_WORK INSTRUCTIONS_: Copy out the full article about famine in Niger below, word for word.

Top of PASSAGE

Your help needed to avoid famine in Niger
Author: TEAR Fund UK
TEAR Fund is expanding its life-saving work in the drought-stricken Sahel region of West Africa as the situation becomes critical but we need your help to reach the vulnerable fighting the ravages of severe malnutrition in Niger.
Male exodus from Niger's villages as hunger bites
Manno Gayya is something of a rarity in his village, in that he’s one of the few men still living there.
Most of the male folk of Mailo have left the scorched land they farm to go to neighbouring Nigeria, or even further afield, seeking work after last year’s poor harvest. Manno would have gone with them but his wife Hadiza has long term psychological problems, and as a deputy pastor at a local church he has responsibilities that bind him to his community. But while his presence may be unusual, the circumstances he is facing sadly are not.
Not enough help
‘We are really facing a problem. The last harvest was not good enough. Last year I collected ten bags of millet but this year it was less than five and it only lasted 45 days.
‘Normally ten bags would last all year till the next rainy season. The rains came late this time and they didn’t last long. They arrived on 22 June and stopped at the end of September. The grain didn’t develop.’
The 49-year-old father of nine planted millet, the staple food here, in all his six hectares of land. He said, ‘This is the worst crisis since 1984 because we don’t have food and we don’t have money to buy food either. In 1984, the government helped people a lot but this year there’s not enough help.’
To try and make ends meet, Manno hires himself out as a labourer to other farmers, helping them get their land ready for the planting season, while his children earn money by fetching water for people.

Bottom of PASSAGE
Top of SUPPLIED DATA

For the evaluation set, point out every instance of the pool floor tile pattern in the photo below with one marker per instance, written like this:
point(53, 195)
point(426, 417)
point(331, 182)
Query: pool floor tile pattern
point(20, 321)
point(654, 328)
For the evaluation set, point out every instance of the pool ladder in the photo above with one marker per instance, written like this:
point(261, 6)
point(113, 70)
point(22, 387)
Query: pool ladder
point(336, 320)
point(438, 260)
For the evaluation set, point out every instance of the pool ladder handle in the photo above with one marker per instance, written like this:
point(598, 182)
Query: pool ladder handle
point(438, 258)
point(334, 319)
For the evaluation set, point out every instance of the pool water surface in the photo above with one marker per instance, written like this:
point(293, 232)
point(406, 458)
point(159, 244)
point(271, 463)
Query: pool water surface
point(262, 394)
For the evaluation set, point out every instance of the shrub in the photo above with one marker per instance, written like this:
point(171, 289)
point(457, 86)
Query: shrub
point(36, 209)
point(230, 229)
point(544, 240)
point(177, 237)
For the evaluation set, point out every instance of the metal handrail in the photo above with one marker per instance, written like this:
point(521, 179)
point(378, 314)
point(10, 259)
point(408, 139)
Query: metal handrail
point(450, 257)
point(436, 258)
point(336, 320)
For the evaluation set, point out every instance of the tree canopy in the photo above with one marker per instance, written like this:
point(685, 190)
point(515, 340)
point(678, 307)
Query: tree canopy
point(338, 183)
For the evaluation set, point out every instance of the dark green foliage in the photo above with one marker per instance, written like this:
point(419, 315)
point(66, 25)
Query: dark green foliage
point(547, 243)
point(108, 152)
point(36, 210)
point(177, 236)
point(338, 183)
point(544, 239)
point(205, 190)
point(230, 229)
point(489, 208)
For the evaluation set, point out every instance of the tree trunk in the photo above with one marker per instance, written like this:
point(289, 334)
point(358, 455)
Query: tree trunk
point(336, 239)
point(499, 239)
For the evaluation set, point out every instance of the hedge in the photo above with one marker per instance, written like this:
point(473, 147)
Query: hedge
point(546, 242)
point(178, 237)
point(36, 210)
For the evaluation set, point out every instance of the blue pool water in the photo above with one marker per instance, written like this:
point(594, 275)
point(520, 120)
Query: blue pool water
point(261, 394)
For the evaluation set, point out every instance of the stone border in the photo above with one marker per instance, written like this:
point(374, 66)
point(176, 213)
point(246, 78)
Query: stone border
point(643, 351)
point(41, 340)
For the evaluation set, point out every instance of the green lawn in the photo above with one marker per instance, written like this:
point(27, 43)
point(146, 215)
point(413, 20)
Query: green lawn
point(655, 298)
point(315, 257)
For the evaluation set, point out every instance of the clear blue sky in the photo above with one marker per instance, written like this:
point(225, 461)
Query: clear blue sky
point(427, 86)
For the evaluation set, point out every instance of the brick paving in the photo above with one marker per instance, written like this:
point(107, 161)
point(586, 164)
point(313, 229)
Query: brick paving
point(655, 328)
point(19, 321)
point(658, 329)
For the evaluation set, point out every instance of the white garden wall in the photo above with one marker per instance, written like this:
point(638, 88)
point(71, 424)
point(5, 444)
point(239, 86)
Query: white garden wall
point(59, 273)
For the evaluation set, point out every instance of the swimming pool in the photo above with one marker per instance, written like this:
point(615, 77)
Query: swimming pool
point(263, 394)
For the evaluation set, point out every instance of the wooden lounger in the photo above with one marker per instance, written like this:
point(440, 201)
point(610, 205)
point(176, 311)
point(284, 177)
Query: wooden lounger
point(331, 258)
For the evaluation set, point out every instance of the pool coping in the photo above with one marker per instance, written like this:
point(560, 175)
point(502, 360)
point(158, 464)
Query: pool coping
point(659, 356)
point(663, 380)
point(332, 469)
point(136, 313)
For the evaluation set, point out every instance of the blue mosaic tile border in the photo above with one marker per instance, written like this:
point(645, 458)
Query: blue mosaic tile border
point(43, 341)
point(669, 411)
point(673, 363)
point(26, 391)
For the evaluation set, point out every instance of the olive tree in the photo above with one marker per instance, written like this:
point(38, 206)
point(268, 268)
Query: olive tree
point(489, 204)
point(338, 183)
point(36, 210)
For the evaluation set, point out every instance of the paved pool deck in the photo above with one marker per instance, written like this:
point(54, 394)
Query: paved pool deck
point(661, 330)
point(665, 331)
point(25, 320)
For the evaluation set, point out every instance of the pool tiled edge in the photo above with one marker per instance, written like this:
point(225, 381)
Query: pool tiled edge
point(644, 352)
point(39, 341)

Bottom of SUPPLIED DATA

_OUTPUT BELOW_:
Your help needed to avoid famine in Niger
Author: TEAR Fund UK
TEAR Fund is expanding its life-saving work in the drought-stricken Sahel region of West Africa as the situation becomes critical but we need your help to reach the vulnerable fighting the ravages of severe malnutrition in Niger.
Male exodus from Niger's villages as hunger bites
Manno Gayya is something of a rarity in his village, in that he’s one of the few men still living there.
Most of the male folk of Mailo have left the scorched land they farm to go to neighbouring Nigeria, or even further afield, seeking work after last year’s poor harvest. Manno would have gone with them but his wife Hadiza has long term psychological problems, and as a deputy pastor at a local church he has responsibilities that bind him to his community. But while his presence may be unusual, the circumstances he is facing sadly are not.
Not enough help
‘We are really facing a problem. The last harvest was not good enough. Last year I collected ten bags of millet but this year it was less than five and it only lasted 45 days.
‘Normally ten bags would last all year till the next rainy season. The rains came late this time and they didn’t last long. They arrived on 22 June and stopped at the end of September. The grain didn’t develop.’
The 49-year-old father of nine planted millet, the staple food here, in all his six hectares of land. He said, ‘This is the worst crisis since 1984 because we don’t have food and we don’t have money to buy food either. In 1984, the government helped people a lot but this year there’s not enough help.’
To try and make ends meet, Manno hires himself out as a labourer to other farmers, helping them get their land ready for the planting season, while his children earn money by fetching water for people.